» EXERCISE DIRECTIONS
Can you turn every line of the records below into a JSON list of strings, one string per line, with blank lines left out?

» Point-based annotation data
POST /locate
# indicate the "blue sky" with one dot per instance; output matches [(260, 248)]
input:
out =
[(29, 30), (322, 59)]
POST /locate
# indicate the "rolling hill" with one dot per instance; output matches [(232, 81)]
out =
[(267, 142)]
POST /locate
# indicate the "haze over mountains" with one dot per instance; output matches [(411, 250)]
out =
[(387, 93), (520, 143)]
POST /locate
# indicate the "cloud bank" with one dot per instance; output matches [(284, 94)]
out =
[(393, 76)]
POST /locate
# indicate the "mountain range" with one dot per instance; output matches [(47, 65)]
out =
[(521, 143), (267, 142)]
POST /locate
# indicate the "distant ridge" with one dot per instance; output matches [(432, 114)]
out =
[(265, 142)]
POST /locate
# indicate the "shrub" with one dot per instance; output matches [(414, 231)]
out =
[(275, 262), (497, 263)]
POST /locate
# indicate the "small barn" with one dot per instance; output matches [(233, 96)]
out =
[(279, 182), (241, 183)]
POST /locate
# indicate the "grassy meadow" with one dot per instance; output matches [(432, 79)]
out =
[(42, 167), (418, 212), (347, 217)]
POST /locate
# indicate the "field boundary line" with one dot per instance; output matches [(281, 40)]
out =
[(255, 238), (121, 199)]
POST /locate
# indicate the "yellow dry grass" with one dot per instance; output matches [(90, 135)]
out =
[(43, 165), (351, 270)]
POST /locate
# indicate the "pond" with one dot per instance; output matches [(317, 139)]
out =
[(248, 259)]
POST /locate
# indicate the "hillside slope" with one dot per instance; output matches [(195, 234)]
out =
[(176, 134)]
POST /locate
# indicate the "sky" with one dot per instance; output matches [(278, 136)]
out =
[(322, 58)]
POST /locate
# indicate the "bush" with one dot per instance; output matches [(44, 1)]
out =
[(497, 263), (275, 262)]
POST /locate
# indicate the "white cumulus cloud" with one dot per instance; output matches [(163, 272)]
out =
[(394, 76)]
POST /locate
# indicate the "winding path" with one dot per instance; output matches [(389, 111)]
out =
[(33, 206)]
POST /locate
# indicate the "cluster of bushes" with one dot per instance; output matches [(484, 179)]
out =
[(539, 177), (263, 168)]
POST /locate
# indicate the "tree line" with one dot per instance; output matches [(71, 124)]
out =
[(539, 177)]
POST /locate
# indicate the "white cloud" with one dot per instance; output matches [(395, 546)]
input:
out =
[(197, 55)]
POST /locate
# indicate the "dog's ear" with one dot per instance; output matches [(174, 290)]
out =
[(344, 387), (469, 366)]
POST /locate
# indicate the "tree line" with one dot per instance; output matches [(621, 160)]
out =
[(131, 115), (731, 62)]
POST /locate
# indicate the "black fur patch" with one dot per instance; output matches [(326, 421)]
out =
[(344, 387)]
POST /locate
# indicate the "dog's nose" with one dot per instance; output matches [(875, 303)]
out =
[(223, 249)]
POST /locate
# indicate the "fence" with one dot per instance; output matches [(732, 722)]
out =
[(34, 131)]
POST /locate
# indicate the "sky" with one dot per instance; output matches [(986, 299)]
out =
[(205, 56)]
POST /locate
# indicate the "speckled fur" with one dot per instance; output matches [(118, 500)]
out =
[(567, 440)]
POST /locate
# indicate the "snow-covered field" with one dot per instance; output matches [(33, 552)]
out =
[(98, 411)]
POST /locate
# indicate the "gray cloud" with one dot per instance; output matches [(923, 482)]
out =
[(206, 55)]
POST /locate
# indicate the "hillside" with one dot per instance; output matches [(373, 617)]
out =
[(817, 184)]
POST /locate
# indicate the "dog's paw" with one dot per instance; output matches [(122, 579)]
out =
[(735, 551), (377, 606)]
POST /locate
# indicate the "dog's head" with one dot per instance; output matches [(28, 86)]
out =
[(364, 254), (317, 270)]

» SOLUTION BELOW
[
  "POST /locate",
  "# indicate the \"blue sky\" with one dot per instance; output matches [(260, 248)]",
  "input:",
  "out =",
  "[(29, 30), (322, 59)]",
  "POST /locate",
  "# indicate the \"rolling hill\" with one dot per instance; output matches [(232, 81)]",
  "out =",
  "[(267, 142)]",
  "POST /locate",
  "# indicate the \"haze over mountains\" with one dot per instance; output matches [(411, 250)]",
  "out =",
  "[(387, 93), (520, 143)]",
  "POST /locate",
  "# indicate the \"cloud bank\" with one dot per instance; output matches [(284, 94)]",
  "out =",
  "[(393, 76)]",
  "POST /locate",
  "# indicate the \"mountain range\" with one dot per instance; output matches [(47, 65)]",
  "out =",
  "[(521, 143), (267, 142)]",
  "POST /locate",
  "# indicate the \"distant ridge\" with one dot per instance; output matches [(432, 114)]",
  "out =",
  "[(265, 142)]",
  "POST /locate",
  "# indicate the \"shrub\" with one dot per instance; output matches [(414, 231)]",
  "out =",
  "[(275, 262), (497, 263)]",
  "POST /locate",
  "# indicate the \"small barn\" with one dot per instance; output matches [(233, 96)]",
  "out =",
  "[(279, 182), (241, 183)]",
  "POST /locate",
  "# indicate the \"grassy meadow\" with one dot per instance; output matches [(432, 79)]",
  "out =",
  "[(42, 167), (418, 212), (347, 217)]",
  "POST /locate",
  "# indicate the \"field boundary line\" with one dot per instance; output matches [(281, 40)]",
  "out =",
  "[(255, 238), (121, 199)]",
  "POST /locate",
  "# indicate the \"yellow dry grass\" with one dot per instance; output matches [(90, 135)]",
  "out =",
  "[(43, 165), (351, 270)]",
  "POST /locate",
  "# indicate the \"pond\" with one dot per instance; output matches [(317, 139)]",
  "out =",
  "[(248, 259)]",
  "POST /locate",
  "# indicate the \"hillside slope\" with one dot per instance; output matches [(195, 234)]",
  "out =",
  "[(176, 134)]",
  "POST /locate",
  "# indicate the \"sky\" with one dot per instance; output matches [(278, 136)]",
  "out =",
  "[(322, 58)]",
  "POST /locate",
  "# indicate the \"bush\" with one dot per instance; output matches [(44, 1)]",
  "out =",
  "[(497, 263), (275, 262)]",
  "POST /locate",
  "# indicate the \"white cumulus cloud\" with one dot per instance; output matches [(163, 272)]",
  "out =",
  "[(394, 76)]",
  "POST /locate",
  "# indicate the \"winding path\" with one dot per instance; output matches [(389, 111)]",
  "out =",
  "[(33, 206)]",
  "POST /locate",
  "# indicate the \"cluster of bushes\" with one dot per instance; output matches [(484, 179)]",
  "out =",
  "[(539, 177), (263, 168)]",
  "POST /locate",
  "# indicate the \"tree line\" with one dot per instance; output matches [(71, 124)]",
  "out =",
  "[(539, 177)]",
  "POST /locate",
  "# indicate the \"white cloud\" with one dot per instance; output matches [(395, 546)]",
  "input:",
  "out =",
  "[(197, 55)]",
  "POST /locate",
  "# indicate the \"dog's ear\" with one dot per instance; output matches [(174, 290)]",
  "out =",
  "[(344, 387), (469, 366)]",
  "POST /locate",
  "# indicate the \"tree line\" with one dot per instance; output matches [(621, 160)]",
  "out =",
  "[(131, 115), (731, 62)]",
  "POST /locate",
  "# indicate the \"black fur patch\" with one dot per instance; output matches [(326, 421)]",
  "out =",
  "[(344, 387)]",
  "POST /locate",
  "# indicate the \"dog's nose\" with one dot per instance; output matches [(875, 303)]",
  "out =",
  "[(223, 249)]",
  "POST /locate",
  "# indicate the \"fence\" with one dot per instance; output matches [(732, 722)]",
  "out =",
  "[(34, 131)]",
  "POST /locate",
  "# indicate the \"sky\" with one dot per instance; output matches [(986, 299)]",
  "out =",
  "[(205, 56)]",
  "POST /locate",
  "# indicate the \"speckled fur\" with one dot per instance; output matches [(118, 500)]",
  "out =",
  "[(567, 440)]",
  "POST /locate",
  "# indicate the \"snow-covered field\" with one dot per instance; output matches [(33, 552)]",
  "out =",
  "[(98, 411)]",
  "POST /locate",
  "# indicate the \"gray cloud\" with one dot per instance; output matches [(923, 482)]",
  "out =",
  "[(206, 55)]",
  "POST /locate",
  "# indicate the \"hillside\" with one dot per instance; output matches [(373, 617)]",
  "out =",
  "[(817, 184)]",
  "POST /locate",
  "# indicate the \"dog's paw\" with one dot per instance; output matches [(122, 579)]",
  "out =",
  "[(735, 551), (377, 606)]",
  "POST /locate",
  "# indicate the \"dog's head\" with one dot per instance; output matches [(28, 86)]",
  "out =",
  "[(364, 254), (317, 270)]"
]